= Goals =
• a. In the passage on the history of cacao below, condense the paragraph beginning "Martin is an anthropologist at Harvard University" into a short bulleted list that keeps its main facts.
• b. Write the next part of the passage on the history of cacao below, picking up after its final sentence.

··· Passage provided

It’s typically thought that cacao was used for beverages, but that’s too simple of an explanation, says Carla D. Martin.

Martin is an anthropologist at Harvard University, and the founder and executive director of the Fine Cacao and Chocolate Institute. Yes, ancient people did drink it. But the beans were also used as flavoring for other foods, and as ritual offerings. They were also used as currency in Nicaragua, Mexico, and colonial Guatemala (which is now present day El Salvador). The Indigenous Pipil people in the Izalcos, a region of El Salvador, even did away with other trade items like feathers, and used cacao as their sole currency. Other regions followed their lead, and “it’s like [the people of] the Izalcos became the Swiss bankers,” says Kathryn Sampeck, an anthropologist at Illinois State University. In her research, Sampeck noticed that as cacao production was declining elsewhere during the early 1500s, the Izalcos produced “astronomical” amounts of the bean.

“I’ve done some analyses that look at the production levels in this region comparing it to other places, and it’s crazy,” Sampeck says. “Out of this port, 1.2 billion cacao beans per year for a span of at least 15 years—and that’s legal trade.” Because cacao was their sole currency, when Sampeck examined financial records from the region, she found evidence of extreme inflation due to the megaproduction of the bean.”

yellowed woodcut of a man in classic European clothes grinding beans on a flat platform
A man in European dress grinding cocoa beans. Credit: Wellcome Collection

Prices in the Izalcos were at a minimum three times as much as the next-highest cacao producers, and sometimes as much as ten times the amount. “So, when I say when I say ‘astronomical,’ I mean it’s really astounding what this little place was producing,” she says.

When the Spanish arrived in what is now Central America, they too were quick to accept cacao as official payment, and even brought it back to Spain and incorporated it into their own monetary system for a time.

“[The Spaniards] had these big metal coins, and if they needed to make change to buy a tomato or something small, the only way to make change was to get out a knife and carve out a chunk of that,” says Martin. “It was totally impractical.”

It was this perceived value that gave cacao and chocolate a leg up on achiote or other ingredients from the Americas. In fact, cacao functioned as small change in the Izalcos as late as the 19th century.

From Cacao To Chocolate

Around 1580, the word chocolate cropped up in both European and Mexican texts, says Sampeck. And it wasn’t simply another name for cacao—it was the Pipil’s Indigenous Nahuat word referring specifically to the special drink of the Izalcos, where the first prototype recipes for what we call chocolate emerged.

“I think of it as a phenomenon kind of like buffalo chicken wings or Q-tips or anything like that,” says Sampeck, “where there’s this kind of branding that happens in the 16th century around 1580 that really identified that the word for a typical, local drink starts to become the name for for the seed and even a tree and all of that. It becomes much more generalized.”

As cacao’s popularity skyrocketed across the world, the word for the Pipil’s special drink exploded in the colonial and transatlantic markets, she says.

etching of large group of people dancing and drinking from vats in rolling hills
A 1519 woodcut depicting Native Americans dancing and drinking cacao (lower right corner). Image courtesy of the John Carter Brown Library at Brown University

But according to Sampeck, the word never Anglicized. “It’s one of the words that’s never been translated… Every day, across the world, people are speaking [the Indigenous language] Nahuat,” she says. (Sampeck notes that there are scholars and linguists who argue that the word is a blend of Indigenous languages, or that it has a Maya root. But it was the Pipil people who were speaking the word at the time that it became adopted in other languages.)

······
··· Material provided

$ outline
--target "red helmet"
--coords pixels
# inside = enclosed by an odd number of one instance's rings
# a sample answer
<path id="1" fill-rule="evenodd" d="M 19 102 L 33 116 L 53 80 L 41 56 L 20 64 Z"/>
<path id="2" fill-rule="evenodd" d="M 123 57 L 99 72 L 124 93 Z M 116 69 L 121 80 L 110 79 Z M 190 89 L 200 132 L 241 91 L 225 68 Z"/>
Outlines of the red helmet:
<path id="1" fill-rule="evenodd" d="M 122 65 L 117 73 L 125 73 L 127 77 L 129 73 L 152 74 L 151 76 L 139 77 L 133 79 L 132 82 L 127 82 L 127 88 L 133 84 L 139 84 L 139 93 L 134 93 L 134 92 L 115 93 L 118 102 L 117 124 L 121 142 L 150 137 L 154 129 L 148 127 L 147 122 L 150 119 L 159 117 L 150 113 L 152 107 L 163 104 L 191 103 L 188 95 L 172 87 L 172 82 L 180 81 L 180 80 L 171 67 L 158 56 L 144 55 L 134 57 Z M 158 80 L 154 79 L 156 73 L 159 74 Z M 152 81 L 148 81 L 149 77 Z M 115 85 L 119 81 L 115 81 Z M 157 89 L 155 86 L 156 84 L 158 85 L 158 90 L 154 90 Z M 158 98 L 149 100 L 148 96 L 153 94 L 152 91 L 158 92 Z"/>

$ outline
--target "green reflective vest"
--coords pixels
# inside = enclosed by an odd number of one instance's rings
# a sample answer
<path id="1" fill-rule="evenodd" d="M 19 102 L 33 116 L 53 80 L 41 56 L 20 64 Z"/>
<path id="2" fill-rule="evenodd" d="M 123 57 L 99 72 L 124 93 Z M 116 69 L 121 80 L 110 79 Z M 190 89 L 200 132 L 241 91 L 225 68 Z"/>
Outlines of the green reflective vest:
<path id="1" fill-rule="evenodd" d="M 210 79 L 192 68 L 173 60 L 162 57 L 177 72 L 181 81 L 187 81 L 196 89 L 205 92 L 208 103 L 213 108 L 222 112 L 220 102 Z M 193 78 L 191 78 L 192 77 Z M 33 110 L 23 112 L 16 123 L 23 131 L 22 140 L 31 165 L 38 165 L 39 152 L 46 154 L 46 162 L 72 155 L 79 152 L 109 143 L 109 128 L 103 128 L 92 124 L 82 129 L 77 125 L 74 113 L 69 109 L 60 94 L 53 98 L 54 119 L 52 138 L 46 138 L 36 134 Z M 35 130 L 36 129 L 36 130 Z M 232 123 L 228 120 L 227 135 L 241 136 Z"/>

······

= Outputs =
• a.
- Carla D. Martin is a Harvard anthropologist and the founder and executive director of the Fine Cacao and Chocolate Institute.
- Ancient people drank cacao, but they also used the beans to flavor other foods and as ritual offerings.
- Cacao served as currency in Nicaragua, Mexico, and colonial Guatemala.
- The Indigenous Pipil people of the Izalcos, a region of El Salvador, dropped other trade items such as feathers and used cacao as their only currency. Other regions followed.
- Kathryn Sampeck, an anthropologist at Illinois State University, compares the people of the Izalcos to Swiss bankers.
- Sampeck found that while cacao production declined elsewhere in the early 1500s, the Izalcos produced "astronomical" amounts of the bean.

• b.
“I think one of the most common beliefs is that chocolate is something European in nature,” says Carla Martin. “But what our research has really shown is that chocolate is in fact an Indigenous foodstuff that has conquered the hearts and minds of the world. So, whenever we’re consuming chocolate, we’re consuming something that was really designed in the Americas, by the Indigenous people of the Americas—and that’s really unique.”

Choc Full Of Science

Between that first domestication of cacao and today, researchers and chocolate makers have scientifically engineered chocolate to taste—and feel—even better to our palates.

“People like chocolate for many reasons that they perhaps don’t directly think about,” food scientist Richard Ludesher told Science Friday in 2014. “They think about the taste of chocolate. They think about the sweetness of chocolate. But an extremely important property of chocolate is its texture, and its property of being hard at room temperature and yet completely melty in your mouth.”

That melt-in-your-mouth property, surprisingly, comes down to crystals. Chocolate is a crystalline solid, which means that its molecules, atoms, and ions act together in an orderly pattern and have a flat surface. Creating those crystal formations is part of the art of making chocolate.

First, chocolate makers grind the cocoa nibs into a chocolate liquor. Once the cocoa particles are suspended in that liquor, the candy makers add other ingredients, like sugar. Then, they mix the whole melty, delicious liquor together to reduce the size of particles and release flavors and acids that are embedded in it. That process is essential for flavoring the chocolate, but it leaves the cocoa butter unstable. In order to remedy that, chocolatiers slowly heat the mixture to a point that melts away all the unwanted crystal formations, but leaves the ones necessary for stabilization.

“Chocolate should have a certain look to it, have a gloss and a sheen to it. It needs to have a snap, and it needs to have the right mouth feel,” says Ludescher. “What you have is a fairly complicated thing. And when you put it in your mouth, and you wait long enough—if you’re not impatient—it will melt back to that liquor and release all the flavor.”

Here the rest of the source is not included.